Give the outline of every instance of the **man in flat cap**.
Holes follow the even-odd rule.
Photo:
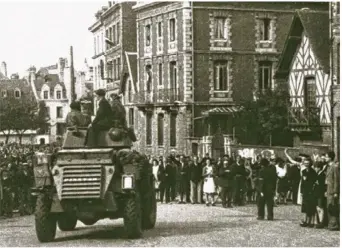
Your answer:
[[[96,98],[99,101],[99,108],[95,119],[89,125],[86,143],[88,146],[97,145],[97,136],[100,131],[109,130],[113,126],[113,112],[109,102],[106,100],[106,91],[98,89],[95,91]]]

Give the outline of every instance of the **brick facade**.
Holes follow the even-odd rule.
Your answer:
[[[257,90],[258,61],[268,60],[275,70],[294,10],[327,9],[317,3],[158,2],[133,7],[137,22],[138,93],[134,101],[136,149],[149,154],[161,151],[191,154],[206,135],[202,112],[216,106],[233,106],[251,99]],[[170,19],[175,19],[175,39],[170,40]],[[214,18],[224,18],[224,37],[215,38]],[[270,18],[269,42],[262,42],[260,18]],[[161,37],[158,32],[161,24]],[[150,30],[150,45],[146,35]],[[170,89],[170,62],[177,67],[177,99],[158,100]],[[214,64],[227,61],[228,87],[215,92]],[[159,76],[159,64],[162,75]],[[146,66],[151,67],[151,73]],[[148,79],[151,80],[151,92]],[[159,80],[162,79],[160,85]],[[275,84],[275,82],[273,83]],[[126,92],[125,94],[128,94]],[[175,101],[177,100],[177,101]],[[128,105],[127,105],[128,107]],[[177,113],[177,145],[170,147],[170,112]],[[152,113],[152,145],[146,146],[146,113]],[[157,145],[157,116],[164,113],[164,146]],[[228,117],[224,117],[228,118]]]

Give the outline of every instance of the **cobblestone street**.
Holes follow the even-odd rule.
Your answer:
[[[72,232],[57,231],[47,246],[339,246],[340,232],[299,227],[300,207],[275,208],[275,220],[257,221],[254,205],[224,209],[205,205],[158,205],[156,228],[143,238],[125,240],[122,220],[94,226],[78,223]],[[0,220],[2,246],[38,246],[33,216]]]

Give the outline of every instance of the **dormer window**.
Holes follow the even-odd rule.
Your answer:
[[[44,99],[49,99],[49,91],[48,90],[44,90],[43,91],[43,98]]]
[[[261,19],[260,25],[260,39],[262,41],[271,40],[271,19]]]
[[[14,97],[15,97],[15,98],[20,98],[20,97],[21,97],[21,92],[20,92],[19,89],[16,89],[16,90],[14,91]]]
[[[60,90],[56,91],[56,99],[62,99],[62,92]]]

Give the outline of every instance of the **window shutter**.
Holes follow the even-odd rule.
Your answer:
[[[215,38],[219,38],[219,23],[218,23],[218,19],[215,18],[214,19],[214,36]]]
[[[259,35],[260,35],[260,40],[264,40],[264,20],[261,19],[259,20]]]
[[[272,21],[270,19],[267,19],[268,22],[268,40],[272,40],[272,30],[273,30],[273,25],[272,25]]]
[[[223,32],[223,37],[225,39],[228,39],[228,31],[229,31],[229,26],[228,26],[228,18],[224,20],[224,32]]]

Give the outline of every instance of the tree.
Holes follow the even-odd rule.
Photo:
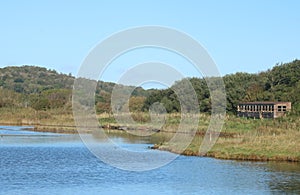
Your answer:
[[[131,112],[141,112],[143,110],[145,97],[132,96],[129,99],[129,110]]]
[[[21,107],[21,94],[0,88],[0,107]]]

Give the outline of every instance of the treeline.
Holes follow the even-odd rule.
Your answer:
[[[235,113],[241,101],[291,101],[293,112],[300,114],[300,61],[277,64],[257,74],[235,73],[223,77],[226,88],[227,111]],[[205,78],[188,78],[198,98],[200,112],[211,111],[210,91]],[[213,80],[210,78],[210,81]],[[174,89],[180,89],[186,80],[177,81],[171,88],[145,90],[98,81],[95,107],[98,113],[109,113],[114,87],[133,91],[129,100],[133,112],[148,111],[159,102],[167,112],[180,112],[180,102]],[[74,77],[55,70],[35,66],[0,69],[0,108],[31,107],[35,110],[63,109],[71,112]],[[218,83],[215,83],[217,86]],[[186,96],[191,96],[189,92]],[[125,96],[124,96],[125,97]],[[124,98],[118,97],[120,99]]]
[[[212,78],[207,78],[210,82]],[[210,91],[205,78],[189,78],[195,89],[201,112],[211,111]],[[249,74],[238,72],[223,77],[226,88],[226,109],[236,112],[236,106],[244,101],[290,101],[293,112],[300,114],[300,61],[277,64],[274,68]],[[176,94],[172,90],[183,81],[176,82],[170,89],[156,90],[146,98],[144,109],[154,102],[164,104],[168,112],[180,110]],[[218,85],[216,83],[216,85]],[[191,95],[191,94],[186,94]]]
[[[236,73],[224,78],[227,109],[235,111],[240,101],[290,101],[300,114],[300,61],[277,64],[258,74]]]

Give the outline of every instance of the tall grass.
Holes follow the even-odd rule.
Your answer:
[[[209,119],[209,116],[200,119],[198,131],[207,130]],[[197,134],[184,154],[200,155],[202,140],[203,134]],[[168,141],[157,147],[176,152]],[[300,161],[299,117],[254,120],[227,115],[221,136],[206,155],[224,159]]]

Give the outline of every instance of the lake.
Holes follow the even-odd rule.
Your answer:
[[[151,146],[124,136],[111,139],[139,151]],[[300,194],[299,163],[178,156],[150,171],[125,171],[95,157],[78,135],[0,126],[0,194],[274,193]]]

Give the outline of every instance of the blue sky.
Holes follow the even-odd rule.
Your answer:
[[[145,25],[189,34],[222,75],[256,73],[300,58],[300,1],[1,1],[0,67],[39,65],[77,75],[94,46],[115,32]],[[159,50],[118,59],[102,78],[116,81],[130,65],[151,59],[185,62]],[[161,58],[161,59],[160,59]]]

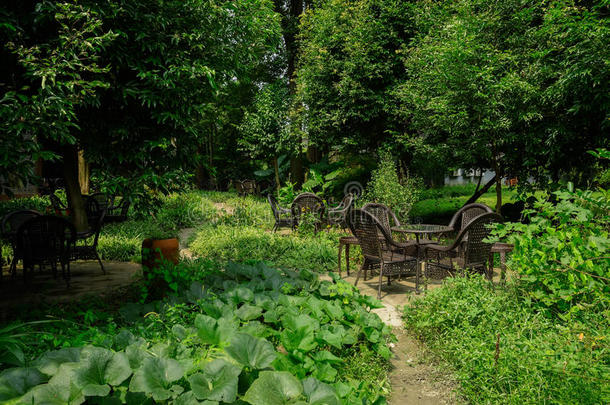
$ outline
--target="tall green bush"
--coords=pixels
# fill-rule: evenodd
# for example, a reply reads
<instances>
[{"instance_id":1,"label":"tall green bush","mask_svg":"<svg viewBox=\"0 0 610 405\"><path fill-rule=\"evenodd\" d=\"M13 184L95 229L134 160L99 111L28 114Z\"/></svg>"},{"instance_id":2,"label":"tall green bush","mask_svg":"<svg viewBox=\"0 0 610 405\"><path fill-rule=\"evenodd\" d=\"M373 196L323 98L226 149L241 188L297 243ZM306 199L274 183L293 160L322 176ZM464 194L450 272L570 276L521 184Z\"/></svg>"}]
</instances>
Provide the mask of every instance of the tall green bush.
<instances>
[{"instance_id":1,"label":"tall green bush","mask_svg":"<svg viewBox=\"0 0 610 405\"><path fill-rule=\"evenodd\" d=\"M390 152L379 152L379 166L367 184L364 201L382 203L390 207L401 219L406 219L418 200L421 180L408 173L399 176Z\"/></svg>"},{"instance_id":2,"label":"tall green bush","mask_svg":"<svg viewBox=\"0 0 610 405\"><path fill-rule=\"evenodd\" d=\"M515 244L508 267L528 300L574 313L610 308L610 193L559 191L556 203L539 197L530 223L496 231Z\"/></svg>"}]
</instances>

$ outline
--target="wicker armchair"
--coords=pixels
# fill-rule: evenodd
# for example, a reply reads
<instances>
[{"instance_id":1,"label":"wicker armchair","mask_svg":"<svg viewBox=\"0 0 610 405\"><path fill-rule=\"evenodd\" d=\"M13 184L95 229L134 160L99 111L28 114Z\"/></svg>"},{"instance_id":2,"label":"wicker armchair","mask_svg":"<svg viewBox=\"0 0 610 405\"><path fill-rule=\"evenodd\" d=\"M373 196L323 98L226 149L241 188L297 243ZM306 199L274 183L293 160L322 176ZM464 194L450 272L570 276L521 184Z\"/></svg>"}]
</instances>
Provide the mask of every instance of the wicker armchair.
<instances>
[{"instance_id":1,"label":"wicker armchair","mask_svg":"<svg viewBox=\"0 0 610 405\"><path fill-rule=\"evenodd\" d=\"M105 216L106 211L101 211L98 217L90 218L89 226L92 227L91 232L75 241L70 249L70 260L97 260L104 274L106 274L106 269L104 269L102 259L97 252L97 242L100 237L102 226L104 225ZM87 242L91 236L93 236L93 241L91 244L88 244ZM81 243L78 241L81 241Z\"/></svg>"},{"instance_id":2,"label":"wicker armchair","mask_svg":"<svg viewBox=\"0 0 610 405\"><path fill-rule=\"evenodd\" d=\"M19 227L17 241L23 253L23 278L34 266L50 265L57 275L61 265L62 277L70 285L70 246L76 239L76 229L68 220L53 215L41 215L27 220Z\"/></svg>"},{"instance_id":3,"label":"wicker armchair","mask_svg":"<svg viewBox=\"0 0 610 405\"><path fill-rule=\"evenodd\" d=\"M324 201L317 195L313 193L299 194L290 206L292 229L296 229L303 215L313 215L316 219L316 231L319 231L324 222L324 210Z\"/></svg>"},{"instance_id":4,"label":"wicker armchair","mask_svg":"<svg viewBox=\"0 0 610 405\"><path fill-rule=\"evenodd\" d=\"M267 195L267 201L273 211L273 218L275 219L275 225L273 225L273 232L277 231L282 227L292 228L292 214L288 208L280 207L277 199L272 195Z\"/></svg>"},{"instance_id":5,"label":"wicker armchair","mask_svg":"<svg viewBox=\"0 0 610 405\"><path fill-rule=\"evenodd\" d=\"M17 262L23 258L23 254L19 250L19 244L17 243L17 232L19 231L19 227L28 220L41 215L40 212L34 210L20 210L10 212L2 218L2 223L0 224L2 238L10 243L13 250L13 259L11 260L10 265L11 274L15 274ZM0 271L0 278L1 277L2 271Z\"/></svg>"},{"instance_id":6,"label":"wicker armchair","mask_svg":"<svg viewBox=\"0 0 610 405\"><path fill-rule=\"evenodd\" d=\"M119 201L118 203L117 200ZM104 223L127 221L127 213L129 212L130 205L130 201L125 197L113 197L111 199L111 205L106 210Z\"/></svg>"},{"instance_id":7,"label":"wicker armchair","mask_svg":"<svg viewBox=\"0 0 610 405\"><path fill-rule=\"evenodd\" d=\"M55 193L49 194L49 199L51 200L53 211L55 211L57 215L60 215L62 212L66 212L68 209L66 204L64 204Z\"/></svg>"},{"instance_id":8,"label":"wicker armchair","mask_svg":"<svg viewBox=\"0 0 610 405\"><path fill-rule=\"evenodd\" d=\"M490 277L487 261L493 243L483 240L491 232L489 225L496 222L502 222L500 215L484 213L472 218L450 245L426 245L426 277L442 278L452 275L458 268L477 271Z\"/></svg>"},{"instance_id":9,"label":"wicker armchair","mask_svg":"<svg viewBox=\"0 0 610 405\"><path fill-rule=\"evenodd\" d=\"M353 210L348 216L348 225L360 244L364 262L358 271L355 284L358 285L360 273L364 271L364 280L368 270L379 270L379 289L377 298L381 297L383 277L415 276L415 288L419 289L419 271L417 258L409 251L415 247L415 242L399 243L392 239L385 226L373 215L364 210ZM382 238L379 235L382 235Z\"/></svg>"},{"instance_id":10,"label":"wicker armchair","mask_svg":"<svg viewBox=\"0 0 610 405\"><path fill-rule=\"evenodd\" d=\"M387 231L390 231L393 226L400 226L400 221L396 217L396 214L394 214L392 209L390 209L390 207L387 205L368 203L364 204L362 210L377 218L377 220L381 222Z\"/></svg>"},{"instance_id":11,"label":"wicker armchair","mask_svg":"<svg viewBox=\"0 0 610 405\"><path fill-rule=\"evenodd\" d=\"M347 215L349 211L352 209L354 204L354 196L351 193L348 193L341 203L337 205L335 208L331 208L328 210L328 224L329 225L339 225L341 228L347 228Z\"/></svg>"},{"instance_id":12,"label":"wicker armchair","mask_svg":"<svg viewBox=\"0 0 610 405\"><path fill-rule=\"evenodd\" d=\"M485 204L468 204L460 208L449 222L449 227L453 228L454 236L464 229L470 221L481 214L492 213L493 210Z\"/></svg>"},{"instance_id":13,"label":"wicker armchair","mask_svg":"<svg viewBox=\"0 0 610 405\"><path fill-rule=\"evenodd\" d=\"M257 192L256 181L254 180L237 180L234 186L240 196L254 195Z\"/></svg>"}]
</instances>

== == ==

A single number is requested: the count of lines in the data that hold "window".

▶ _COMPLETED TASK_: 2